━━━ DOCUMENT EXCERPT

Author responsibilities

We have relied on authors to declare WB naive objects to us so that we can make sure they are properly linked. However, authors do not always get back to us in time, and in cases when they do, they do not always tell us what we need to know, or tell us in a manner that we can automate the addition of their responses to our pipeline. Manual oversight on author input will need to be provided on an ongoing basis.

Problems

Proper formatting in the xml that is given us is critical to smooth running of Arun's scripts. That is, if any part of "cbr-unc-119" is not italicized properly, the scripts may not recognize the entity as a gene, or worse, may only recognize part of the entity. In this case, the link could potentially go to the elegans unc-119 page rather than the briggsae unc-119 page. In addition, parentheses need to be formatted correctly as well, that is, in the expression cpy-4(sy5022), cyp-4 and sy5022 need to be independently italicized for them to be recognized as entities to be linked to independent pages. If the whole expression is italicized, it won't be recognized as a phrase to be linked, so no link will be created.


It is our hope that as object linking to this MOD becomes a familiar event to readers, authors will see the value of partaking in the exercise to declare approved new objects to us before the linking scripts are run. Until then we will continue to rely on curator moderation, rather than author input, and full automation.

━━━━━━
━━━ DATA SECTION

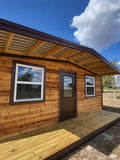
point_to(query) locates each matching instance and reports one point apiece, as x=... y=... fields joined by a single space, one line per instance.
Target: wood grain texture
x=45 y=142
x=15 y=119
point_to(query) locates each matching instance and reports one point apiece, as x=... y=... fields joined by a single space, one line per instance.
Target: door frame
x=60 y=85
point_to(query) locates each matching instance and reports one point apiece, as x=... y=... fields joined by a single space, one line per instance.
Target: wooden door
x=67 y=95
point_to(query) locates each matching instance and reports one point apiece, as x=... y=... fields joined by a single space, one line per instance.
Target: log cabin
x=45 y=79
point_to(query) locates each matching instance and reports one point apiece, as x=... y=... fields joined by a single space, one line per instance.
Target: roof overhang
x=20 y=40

━━━━━━
━━━ DATA SECTION

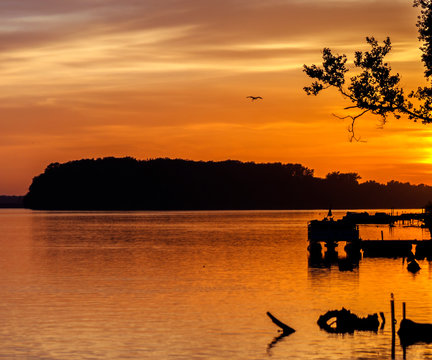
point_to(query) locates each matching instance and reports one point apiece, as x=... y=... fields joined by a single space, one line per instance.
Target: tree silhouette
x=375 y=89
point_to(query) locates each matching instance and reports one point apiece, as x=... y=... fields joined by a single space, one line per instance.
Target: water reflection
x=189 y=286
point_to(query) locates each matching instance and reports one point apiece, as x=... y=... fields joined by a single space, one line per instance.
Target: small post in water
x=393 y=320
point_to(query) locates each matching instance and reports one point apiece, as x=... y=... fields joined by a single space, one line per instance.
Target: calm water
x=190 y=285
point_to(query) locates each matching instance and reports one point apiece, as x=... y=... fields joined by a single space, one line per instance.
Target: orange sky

━━━━━━

## PROBLEM TO WORK ON
In the excerpt on author responsibilities, what happens if the whole expression "cpy-4(sy5022)" is italicized? You can set the records aside.

## OUTPUT
It isn't recognized as a phrase to be linked, so no link is created.